» **REQUIRED TASK**
Could you copy the data below word for word, from its very first line through the line containing "113,383,126,409", both ends included, and leave the pictures out of your answer?

» **RECORDS SUPPLIED**
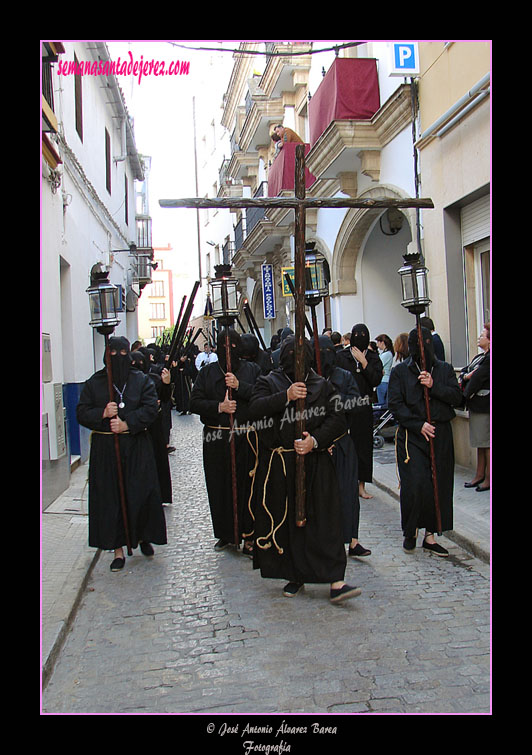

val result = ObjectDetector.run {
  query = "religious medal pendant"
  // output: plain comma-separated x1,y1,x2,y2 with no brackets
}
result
113,383,126,409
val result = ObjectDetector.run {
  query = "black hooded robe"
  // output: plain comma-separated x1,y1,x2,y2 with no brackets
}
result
189,334,260,544
336,324,383,482
319,335,362,543
77,344,167,550
388,329,462,537
249,340,347,584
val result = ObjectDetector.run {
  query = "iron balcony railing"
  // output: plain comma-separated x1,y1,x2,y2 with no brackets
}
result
246,181,268,234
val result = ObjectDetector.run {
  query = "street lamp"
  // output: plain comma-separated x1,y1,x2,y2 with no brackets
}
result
397,252,430,316
87,272,120,335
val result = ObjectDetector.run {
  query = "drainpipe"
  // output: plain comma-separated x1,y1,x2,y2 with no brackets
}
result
410,78,424,262
418,73,490,142
113,116,127,163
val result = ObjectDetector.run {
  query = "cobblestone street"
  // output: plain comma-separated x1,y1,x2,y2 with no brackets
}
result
43,413,490,715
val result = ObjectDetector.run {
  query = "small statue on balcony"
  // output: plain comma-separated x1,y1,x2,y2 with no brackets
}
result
272,123,304,153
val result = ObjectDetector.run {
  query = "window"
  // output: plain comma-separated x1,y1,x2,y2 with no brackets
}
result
150,281,164,296
105,129,111,194
74,55,83,141
150,302,165,320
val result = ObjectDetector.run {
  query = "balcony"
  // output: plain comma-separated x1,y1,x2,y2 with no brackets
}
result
308,58,380,147
306,58,412,188
268,142,316,197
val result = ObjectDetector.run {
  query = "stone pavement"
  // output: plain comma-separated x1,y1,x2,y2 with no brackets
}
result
42,413,490,714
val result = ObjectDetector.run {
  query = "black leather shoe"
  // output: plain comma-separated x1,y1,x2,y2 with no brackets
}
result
283,582,303,598
464,477,484,488
329,585,362,603
423,540,449,558
349,543,371,558
109,558,126,571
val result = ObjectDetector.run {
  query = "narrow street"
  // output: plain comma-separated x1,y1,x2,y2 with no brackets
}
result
42,412,490,716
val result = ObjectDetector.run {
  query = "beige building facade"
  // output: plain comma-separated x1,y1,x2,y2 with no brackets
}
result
416,41,491,466
195,41,491,472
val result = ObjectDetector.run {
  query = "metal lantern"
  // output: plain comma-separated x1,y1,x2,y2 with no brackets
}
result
397,252,430,315
305,254,330,297
87,272,120,333
209,265,239,324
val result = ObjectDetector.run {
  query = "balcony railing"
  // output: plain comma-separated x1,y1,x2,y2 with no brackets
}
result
135,215,152,249
268,142,316,197
234,218,245,252
246,181,268,234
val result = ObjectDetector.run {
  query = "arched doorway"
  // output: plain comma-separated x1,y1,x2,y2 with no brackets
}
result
331,186,416,341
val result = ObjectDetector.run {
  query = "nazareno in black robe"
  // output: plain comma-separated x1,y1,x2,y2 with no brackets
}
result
189,359,260,544
77,368,167,550
131,351,172,503
336,324,383,482
388,356,462,537
249,369,347,584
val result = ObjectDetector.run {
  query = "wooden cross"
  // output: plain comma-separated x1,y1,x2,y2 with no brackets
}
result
159,144,434,527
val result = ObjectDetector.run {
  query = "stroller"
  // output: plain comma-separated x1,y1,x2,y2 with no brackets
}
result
373,404,397,448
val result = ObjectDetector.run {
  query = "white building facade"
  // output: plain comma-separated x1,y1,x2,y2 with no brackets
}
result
41,42,149,506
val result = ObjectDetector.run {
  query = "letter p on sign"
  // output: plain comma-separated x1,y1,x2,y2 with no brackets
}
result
390,42,419,76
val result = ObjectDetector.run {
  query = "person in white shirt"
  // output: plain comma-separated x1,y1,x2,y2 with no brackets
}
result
196,343,218,372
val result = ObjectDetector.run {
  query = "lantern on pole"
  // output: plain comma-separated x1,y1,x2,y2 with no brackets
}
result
397,252,430,316
209,264,240,549
87,272,120,335
209,265,239,327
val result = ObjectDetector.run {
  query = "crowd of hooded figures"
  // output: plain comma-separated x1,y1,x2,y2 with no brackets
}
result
77,323,490,603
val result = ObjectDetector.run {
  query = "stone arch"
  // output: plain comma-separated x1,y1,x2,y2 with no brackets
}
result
331,185,416,296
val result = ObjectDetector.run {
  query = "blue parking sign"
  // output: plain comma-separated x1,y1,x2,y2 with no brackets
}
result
390,42,419,76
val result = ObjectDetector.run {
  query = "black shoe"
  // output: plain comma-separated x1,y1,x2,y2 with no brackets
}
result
329,585,362,603
403,537,416,553
110,558,126,571
242,541,253,558
349,543,371,558
139,541,155,556
283,582,304,598
214,540,229,551
423,540,449,558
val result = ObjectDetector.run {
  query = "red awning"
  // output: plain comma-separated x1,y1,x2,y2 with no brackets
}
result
308,58,380,146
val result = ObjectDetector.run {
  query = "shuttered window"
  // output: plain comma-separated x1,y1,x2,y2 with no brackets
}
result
460,194,490,246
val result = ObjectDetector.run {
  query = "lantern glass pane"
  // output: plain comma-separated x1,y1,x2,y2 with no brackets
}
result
89,291,102,322
416,268,428,300
211,279,238,317
101,288,116,320
401,271,414,301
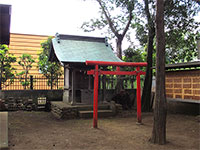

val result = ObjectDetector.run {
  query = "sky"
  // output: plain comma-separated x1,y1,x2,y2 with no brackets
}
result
0,0,103,37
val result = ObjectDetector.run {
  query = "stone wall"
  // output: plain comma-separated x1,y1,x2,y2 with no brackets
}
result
2,90,63,101
0,90,63,111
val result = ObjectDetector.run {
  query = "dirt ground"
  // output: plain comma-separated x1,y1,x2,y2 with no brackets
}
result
9,111,200,150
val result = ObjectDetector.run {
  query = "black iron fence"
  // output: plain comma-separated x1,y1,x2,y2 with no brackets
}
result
1,76,64,90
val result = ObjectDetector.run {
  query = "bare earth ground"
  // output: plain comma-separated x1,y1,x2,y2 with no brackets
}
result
9,111,200,150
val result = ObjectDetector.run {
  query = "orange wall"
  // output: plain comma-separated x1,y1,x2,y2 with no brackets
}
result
9,33,49,76
166,70,200,100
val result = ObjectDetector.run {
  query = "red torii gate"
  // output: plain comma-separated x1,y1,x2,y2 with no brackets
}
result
86,61,147,128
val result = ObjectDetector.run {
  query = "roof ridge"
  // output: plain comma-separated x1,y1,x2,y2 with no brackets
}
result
55,33,104,43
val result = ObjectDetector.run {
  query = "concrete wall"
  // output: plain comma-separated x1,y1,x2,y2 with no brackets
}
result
2,90,63,101
166,70,200,101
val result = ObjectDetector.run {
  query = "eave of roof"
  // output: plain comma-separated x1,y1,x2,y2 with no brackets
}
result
50,35,121,63
165,61,200,69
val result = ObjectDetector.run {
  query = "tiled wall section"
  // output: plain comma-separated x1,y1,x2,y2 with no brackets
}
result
9,33,49,75
166,70,200,100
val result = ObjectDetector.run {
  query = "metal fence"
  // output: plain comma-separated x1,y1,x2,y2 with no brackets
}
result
1,76,64,90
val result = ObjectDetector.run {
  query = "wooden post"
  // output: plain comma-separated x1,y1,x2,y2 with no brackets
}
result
30,76,33,90
136,67,142,123
71,69,76,104
93,65,99,128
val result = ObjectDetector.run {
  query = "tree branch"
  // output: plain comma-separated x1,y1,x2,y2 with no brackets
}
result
97,0,119,37
122,11,133,38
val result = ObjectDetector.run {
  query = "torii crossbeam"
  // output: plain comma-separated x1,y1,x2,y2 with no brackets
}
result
86,61,147,128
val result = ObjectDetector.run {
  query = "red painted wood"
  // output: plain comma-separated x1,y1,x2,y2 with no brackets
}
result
93,65,99,128
86,61,147,67
87,70,145,75
136,67,142,123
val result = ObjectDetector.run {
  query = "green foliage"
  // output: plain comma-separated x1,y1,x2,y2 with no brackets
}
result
134,0,200,63
38,37,63,88
0,44,16,90
16,54,35,89
81,0,137,44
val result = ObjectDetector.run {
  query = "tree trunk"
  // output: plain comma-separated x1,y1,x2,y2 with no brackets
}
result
151,0,167,144
142,26,155,111
142,0,155,111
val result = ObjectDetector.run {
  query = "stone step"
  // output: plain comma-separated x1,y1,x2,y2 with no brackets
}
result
0,112,8,150
79,110,114,118
77,104,110,111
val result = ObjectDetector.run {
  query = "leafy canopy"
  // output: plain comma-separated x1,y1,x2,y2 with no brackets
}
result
38,37,63,88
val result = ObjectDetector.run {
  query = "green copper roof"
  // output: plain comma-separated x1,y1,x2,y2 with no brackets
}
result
52,35,121,62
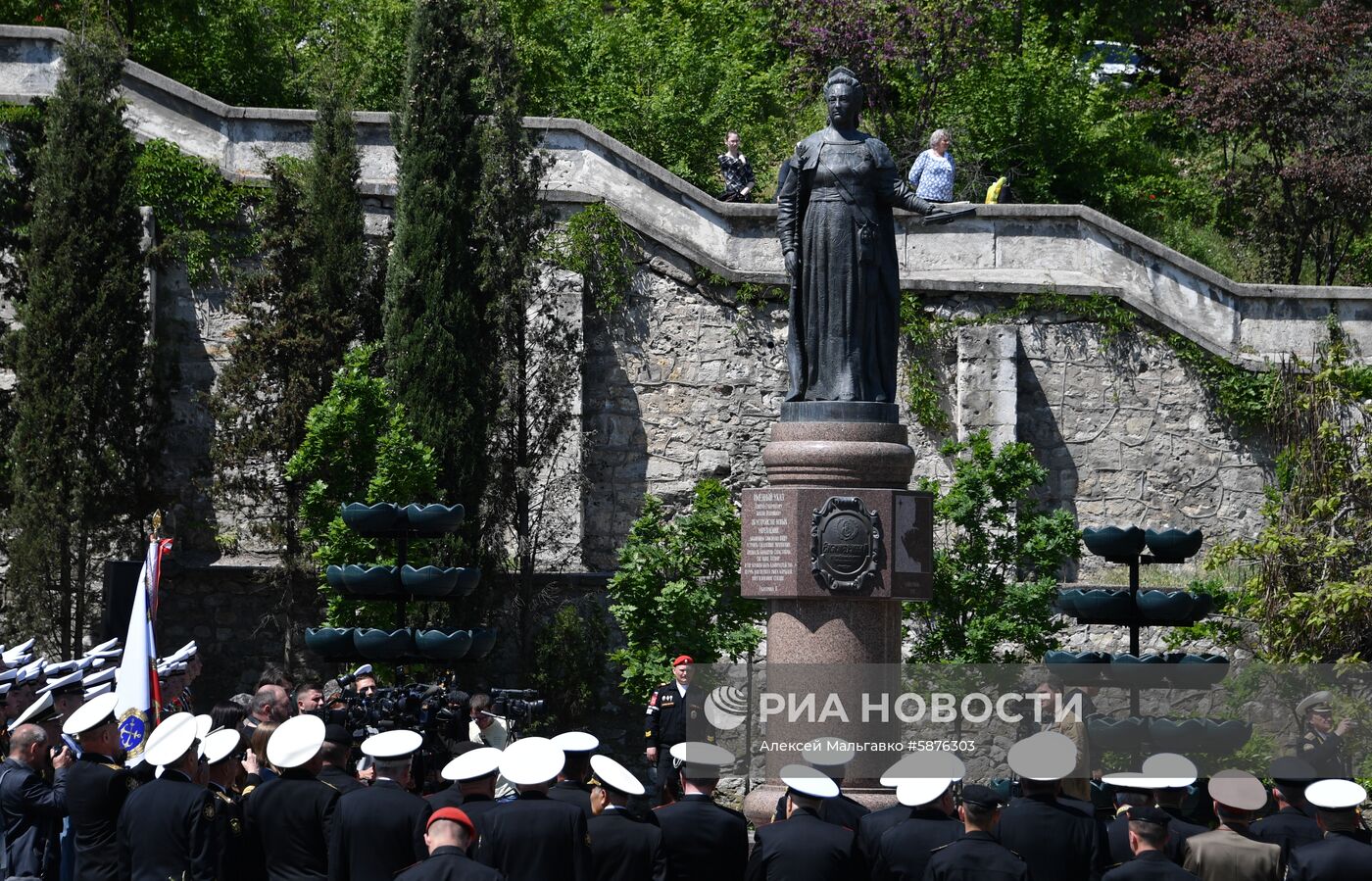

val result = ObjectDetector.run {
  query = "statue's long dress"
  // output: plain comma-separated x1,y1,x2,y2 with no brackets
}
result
778,129,929,404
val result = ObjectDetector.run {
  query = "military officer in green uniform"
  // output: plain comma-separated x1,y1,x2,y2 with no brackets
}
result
1296,692,1352,777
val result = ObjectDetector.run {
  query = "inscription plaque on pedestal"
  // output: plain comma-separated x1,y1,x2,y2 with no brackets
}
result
741,486,933,600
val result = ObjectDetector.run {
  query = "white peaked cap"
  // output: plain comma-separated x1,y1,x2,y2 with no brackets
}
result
200,729,243,764
1207,768,1268,811
1143,752,1200,789
781,764,838,799
143,712,195,767
501,737,566,786
62,692,116,736
363,729,424,761
443,741,505,782
591,757,648,796
896,777,953,807
553,731,600,752
267,716,323,768
1005,731,1077,781
1304,779,1368,811
881,750,967,784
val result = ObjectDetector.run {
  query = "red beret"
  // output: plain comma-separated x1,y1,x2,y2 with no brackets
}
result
424,808,476,839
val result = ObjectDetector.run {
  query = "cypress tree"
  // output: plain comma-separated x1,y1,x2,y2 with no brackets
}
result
384,0,543,539
4,26,148,652
212,67,376,571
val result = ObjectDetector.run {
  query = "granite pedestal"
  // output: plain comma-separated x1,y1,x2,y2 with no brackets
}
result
741,402,933,823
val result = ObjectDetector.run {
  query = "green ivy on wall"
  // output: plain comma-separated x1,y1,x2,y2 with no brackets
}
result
549,202,639,316
133,138,255,282
902,291,1275,433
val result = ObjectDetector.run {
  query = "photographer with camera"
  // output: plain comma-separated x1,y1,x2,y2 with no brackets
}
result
319,723,365,796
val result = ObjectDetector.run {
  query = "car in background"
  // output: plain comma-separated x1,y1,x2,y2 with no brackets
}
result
1081,40,1159,88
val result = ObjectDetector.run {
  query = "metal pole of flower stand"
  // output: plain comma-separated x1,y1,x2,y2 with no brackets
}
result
1129,555,1139,717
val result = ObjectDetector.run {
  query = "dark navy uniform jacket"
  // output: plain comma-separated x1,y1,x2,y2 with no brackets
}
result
1287,832,1372,881
395,847,505,881
243,768,339,881
1104,851,1197,881
474,792,591,881
772,793,871,832
871,808,961,881
857,805,916,866
644,681,706,748
548,779,591,822
329,779,432,881
996,795,1105,881
925,832,1031,881
0,759,68,878
68,752,138,881
319,764,367,796
1249,806,1324,854
120,770,223,881
653,792,748,881
586,807,666,881
744,808,867,881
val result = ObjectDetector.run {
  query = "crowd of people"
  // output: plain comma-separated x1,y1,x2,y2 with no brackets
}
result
0,641,1372,881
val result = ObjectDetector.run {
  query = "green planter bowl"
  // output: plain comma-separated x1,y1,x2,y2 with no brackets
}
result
1145,530,1204,563
1139,590,1214,627
1073,589,1133,624
1139,590,1197,624
342,565,399,597
1167,655,1229,689
305,627,353,661
1201,719,1252,755
1087,716,1149,752
343,503,404,535
1043,651,1110,685
405,505,466,535
466,627,497,661
1081,525,1145,560
353,627,415,661
1104,654,1167,688
1149,719,1208,755
415,630,472,661
456,565,481,597
401,565,463,600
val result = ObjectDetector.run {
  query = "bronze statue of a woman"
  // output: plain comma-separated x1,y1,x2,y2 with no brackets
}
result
776,68,934,404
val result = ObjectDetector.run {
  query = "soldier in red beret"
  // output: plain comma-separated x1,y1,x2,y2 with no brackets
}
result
397,807,505,881
644,655,704,805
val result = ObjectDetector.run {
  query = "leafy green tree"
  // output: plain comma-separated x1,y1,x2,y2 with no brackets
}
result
1206,325,1372,664
384,0,545,548
906,431,1078,664
4,26,155,652
212,73,369,554
502,0,815,192
610,480,762,699
1155,0,1372,284
285,344,438,627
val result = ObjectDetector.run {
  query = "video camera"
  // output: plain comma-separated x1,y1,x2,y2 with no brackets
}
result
491,689,548,722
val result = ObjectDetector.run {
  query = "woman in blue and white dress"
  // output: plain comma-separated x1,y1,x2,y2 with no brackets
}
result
909,129,954,202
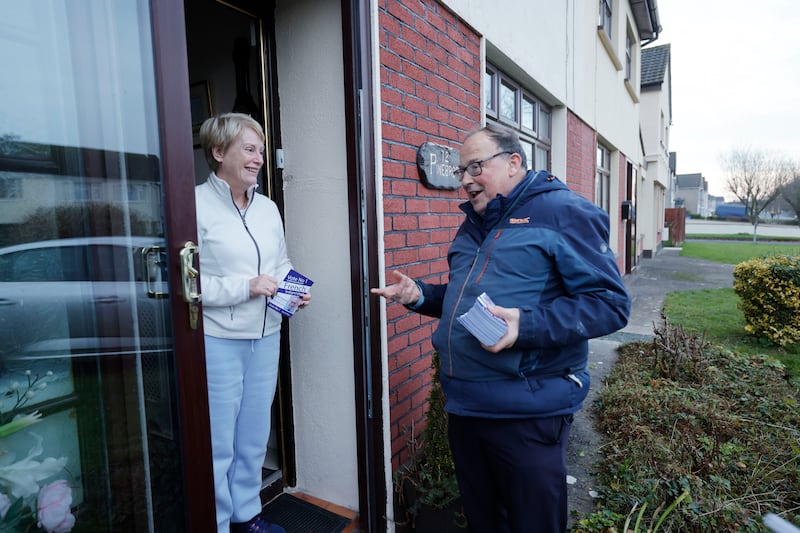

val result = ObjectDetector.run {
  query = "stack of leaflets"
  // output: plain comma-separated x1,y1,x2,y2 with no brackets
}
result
458,292,508,346
267,270,314,317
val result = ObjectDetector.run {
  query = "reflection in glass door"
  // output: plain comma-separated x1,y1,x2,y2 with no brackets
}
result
0,0,193,532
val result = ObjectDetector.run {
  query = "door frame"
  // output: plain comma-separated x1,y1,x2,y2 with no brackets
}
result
150,0,217,531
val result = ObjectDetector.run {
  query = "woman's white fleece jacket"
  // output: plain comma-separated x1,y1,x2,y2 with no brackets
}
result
195,172,292,339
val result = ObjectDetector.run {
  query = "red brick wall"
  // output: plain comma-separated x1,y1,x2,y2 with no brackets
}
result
565,110,627,272
379,0,482,469
559,110,597,202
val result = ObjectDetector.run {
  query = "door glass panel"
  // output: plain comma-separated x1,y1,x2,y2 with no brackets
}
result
0,0,185,532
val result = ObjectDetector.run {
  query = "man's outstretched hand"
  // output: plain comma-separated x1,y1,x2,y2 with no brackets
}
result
369,270,421,305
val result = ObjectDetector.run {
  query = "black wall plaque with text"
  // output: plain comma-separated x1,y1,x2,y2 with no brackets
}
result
417,142,461,190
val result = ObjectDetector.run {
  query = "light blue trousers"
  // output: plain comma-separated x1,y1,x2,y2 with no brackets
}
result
205,333,280,533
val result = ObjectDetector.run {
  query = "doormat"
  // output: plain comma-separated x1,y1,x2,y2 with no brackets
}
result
261,494,350,533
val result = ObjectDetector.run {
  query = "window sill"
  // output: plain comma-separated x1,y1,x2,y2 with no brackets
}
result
597,27,622,70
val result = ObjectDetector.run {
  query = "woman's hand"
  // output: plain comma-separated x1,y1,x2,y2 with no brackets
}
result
250,274,278,298
369,270,421,305
297,289,311,309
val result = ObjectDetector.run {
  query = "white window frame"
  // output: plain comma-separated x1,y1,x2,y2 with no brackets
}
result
484,62,553,171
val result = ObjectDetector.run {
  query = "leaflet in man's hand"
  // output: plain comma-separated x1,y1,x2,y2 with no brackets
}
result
267,270,314,317
458,292,508,346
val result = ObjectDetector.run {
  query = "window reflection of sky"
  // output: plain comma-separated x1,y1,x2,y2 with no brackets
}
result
0,0,159,154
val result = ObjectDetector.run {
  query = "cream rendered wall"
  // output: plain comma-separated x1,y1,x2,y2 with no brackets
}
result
275,0,358,510
443,0,640,164
434,0,642,253
638,69,671,253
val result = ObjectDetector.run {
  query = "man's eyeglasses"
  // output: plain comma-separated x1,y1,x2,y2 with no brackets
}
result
453,151,514,181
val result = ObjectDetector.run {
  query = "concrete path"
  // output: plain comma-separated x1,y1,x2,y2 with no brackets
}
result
567,248,734,524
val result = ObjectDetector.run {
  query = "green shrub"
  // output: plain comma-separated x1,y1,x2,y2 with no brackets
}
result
733,256,800,346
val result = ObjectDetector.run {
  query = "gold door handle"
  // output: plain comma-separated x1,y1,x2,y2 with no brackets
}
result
180,241,201,329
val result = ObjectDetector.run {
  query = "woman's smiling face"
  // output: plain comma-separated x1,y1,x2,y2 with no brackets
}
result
214,128,264,193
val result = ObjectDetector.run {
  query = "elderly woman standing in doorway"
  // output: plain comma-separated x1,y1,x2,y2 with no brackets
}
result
195,113,311,533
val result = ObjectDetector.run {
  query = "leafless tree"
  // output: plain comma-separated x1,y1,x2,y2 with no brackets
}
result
781,174,800,218
720,148,796,242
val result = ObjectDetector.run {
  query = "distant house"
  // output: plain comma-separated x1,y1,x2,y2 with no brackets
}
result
675,173,711,217
633,44,675,257
708,194,725,214
714,203,748,220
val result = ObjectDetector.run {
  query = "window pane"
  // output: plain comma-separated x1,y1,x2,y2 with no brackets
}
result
483,72,497,111
500,83,517,122
522,96,536,130
521,141,539,170
539,106,550,139
536,145,550,170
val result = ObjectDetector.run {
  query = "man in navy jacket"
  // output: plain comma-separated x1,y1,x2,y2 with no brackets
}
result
372,126,630,533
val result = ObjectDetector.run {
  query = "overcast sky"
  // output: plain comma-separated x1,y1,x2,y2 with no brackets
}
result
650,0,800,198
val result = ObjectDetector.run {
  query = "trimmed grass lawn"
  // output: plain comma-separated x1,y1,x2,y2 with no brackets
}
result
664,242,800,377
681,241,800,265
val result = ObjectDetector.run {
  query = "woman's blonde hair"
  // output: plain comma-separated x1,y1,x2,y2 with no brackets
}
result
200,113,266,172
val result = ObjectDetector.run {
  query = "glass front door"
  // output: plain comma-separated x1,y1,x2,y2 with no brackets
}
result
0,0,212,532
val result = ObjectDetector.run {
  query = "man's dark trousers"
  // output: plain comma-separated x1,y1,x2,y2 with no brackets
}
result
448,414,572,533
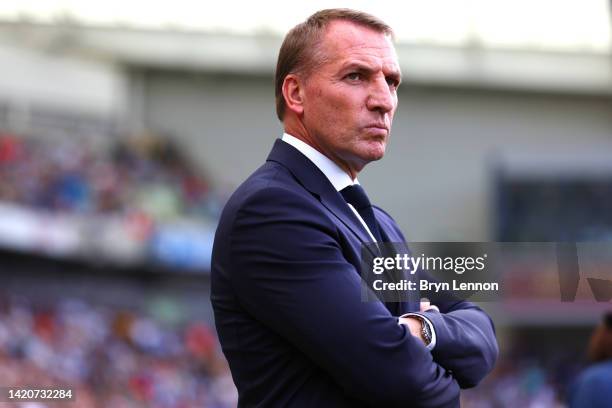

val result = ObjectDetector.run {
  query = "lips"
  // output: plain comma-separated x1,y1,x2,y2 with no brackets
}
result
365,124,389,136
366,123,389,132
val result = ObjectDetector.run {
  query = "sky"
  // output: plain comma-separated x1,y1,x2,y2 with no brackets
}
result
0,0,611,53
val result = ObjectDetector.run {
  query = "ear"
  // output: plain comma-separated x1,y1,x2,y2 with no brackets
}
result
283,74,304,116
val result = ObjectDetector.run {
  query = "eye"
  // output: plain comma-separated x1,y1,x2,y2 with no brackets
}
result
386,77,399,89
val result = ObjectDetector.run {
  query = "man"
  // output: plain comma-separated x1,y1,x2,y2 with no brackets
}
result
211,9,498,407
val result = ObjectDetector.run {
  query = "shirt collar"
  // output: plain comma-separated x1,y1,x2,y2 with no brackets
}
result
281,133,359,191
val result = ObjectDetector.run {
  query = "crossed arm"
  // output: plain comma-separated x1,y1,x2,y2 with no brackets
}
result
228,187,497,407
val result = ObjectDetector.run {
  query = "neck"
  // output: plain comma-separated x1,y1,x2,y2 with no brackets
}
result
283,120,359,180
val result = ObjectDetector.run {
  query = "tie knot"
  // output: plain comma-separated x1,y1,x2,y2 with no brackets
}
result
340,184,372,211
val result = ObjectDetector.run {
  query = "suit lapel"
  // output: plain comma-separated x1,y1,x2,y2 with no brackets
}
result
268,139,378,256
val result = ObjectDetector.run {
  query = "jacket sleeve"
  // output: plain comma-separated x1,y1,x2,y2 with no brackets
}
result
227,187,462,407
424,301,499,388
377,207,499,388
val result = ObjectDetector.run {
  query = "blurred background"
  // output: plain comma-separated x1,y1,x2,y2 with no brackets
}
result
0,0,612,407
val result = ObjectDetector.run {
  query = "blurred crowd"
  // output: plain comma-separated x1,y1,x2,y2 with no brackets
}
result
0,297,237,408
461,354,581,408
0,132,223,222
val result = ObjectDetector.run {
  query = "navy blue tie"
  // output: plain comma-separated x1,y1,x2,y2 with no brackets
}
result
340,184,382,242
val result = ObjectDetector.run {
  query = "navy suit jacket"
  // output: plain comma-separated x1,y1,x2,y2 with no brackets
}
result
211,140,498,407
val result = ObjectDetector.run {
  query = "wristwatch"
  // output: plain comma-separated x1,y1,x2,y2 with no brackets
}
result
411,314,431,346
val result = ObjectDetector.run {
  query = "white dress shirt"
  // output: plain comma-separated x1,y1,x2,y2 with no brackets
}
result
281,133,436,350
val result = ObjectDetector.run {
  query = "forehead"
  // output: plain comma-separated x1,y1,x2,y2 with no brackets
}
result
320,20,399,70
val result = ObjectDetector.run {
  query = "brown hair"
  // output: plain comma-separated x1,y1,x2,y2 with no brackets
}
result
274,8,393,121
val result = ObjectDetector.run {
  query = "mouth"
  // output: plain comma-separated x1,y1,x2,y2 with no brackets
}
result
364,123,389,136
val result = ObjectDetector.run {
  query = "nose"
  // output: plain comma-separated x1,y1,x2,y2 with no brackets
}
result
366,76,396,113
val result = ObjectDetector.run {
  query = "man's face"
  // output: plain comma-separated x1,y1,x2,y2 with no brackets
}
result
302,20,400,176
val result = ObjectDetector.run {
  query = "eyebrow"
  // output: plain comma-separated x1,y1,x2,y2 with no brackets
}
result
340,61,402,82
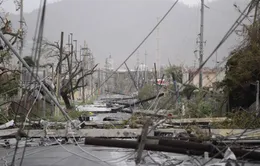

» **FINISHED EXERCISE**
val result = ObjectDetector.run {
  query = "religious medal pendant"
  // output: plain comma-separated x1,y1,x2,y2 with no brackets
}
result
113,383,126,409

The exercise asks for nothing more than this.